__What the exercise asks__
Arrange the records below as a numbered list, dropping any blank lines. Leave the pictures out of your answer.

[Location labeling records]
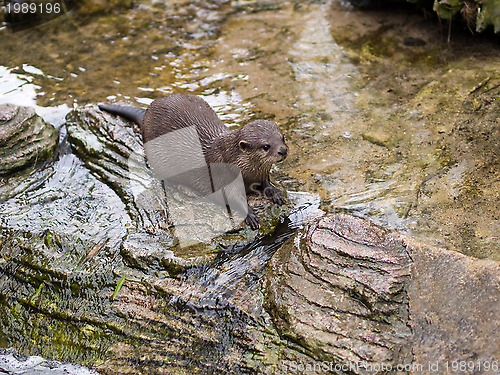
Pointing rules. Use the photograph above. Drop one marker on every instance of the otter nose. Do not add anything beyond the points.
(283, 151)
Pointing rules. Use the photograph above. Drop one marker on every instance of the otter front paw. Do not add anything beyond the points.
(252, 220)
(275, 195)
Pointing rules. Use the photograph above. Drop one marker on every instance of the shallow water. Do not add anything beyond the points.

__Task result__
1. Pointing rules. Use the photograph above. Drop one marker on every instance of the otter nose. Do not add anything beyond the points.
2. (283, 151)
3. Pointing rules. Use the photograph above. Drop one marker on every instance of the otter front paw. Do not add anything beyond the points.
4. (252, 220)
5. (275, 195)
6. Pointing rules. Use the photograph above. Drop one marker on every instance of the shallow water. Do not add anything beyond the points.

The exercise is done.